=== Opdracht ===
Ga verder met het verslag van de raadsvergadering, direct na het laatste stuk dat hieronder staat.

=== Geselecteerde tekst ===
☆ ☆ ☆ ☆
Notulen raadsvergadering d.d. 28 september 2006. De VOORZITTER: Daar zijn geen opmerkingen over ontvangen heb ik begrepen. U bent allen akkoord daarmee? Dat is het geval. Dan zijn de notulen vastgesteld.
5.
Besluitenlijst van de vergadering van 27 september 2006 en 28 september 2006. De VOORZITTER: We kunnen wel de besluitenlijst vaststellen van de vergadering van 27 september en 28 september. De besluiten waren hoorbaar dus die besluitenlijst deugt, zou ik willen zeggen. Gaat u akkoord met de besluitenlijsten? Dat is het geval.
6.
☆ ☆ ☆ ☆
=== Gegeven informatie ===

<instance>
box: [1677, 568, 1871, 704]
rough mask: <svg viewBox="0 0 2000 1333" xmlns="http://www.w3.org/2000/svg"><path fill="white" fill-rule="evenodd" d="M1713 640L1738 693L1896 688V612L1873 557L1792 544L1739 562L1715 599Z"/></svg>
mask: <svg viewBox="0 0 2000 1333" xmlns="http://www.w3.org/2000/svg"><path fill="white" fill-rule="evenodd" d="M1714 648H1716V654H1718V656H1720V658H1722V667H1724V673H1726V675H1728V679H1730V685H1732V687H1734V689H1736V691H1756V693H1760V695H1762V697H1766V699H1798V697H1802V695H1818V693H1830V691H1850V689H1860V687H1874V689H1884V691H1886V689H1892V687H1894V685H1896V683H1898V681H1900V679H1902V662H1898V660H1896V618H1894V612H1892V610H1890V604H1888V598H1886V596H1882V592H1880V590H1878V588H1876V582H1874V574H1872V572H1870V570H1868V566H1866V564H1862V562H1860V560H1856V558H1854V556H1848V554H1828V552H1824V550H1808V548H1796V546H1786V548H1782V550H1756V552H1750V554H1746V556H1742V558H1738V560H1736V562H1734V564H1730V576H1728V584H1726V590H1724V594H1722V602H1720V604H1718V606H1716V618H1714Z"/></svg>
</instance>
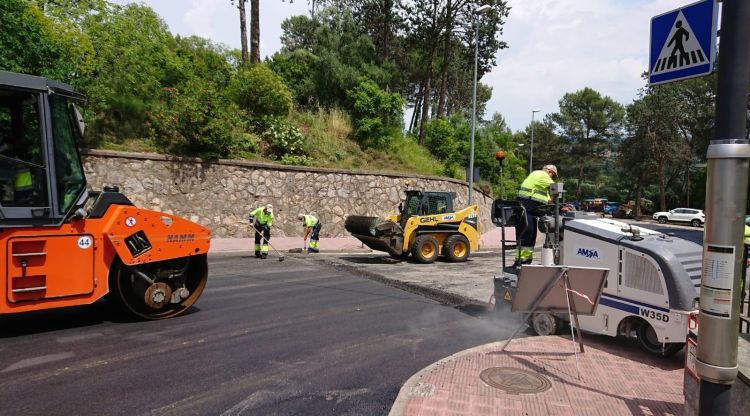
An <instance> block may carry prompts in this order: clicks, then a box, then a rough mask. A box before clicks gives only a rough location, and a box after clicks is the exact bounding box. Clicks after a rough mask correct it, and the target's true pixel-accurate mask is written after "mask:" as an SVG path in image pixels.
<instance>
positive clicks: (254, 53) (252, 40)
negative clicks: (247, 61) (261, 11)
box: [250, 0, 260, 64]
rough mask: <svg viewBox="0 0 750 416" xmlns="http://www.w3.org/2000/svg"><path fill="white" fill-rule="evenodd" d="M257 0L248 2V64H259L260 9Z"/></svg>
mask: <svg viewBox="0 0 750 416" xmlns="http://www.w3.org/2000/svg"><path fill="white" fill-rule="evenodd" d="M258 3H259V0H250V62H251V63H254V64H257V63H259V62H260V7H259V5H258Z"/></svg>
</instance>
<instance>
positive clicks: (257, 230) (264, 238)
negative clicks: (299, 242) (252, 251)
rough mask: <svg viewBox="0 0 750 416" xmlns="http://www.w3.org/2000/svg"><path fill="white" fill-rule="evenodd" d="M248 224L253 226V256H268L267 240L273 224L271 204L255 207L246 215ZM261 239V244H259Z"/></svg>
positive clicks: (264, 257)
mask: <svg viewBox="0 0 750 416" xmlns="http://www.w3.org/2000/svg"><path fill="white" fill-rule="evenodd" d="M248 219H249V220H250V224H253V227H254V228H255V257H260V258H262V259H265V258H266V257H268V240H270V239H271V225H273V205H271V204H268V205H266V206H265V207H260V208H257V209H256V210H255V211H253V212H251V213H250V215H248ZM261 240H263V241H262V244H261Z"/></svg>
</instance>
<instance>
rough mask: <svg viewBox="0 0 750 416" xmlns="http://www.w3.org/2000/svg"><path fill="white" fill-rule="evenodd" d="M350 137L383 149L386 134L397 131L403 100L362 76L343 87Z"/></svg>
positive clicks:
☆ ☆ ☆ ☆
=== Resultaat opdracht ===
Mutatie in bemensing presidium en benoeming lid van de commissie voor selectie van de leden van de gezamenlijke rekenkamercommissie. Nr. GRIF/06/022 De VOORZITTER: Ten aanzien van de rekenkamercommissie hebben wij dit gisteren in het presidium even voorbesproken en we kwamen daar tot de consensus om de heer Wijten voor te dragen voor benoeming als lid van de commissie voor selectie van de gezamenlijke rekenkamercommissie. Kunt u daar alleen mee instemmen? Dat is het geval en is daartoe besloten. Verder ook akkoord? Dat is het geval. A-stukken.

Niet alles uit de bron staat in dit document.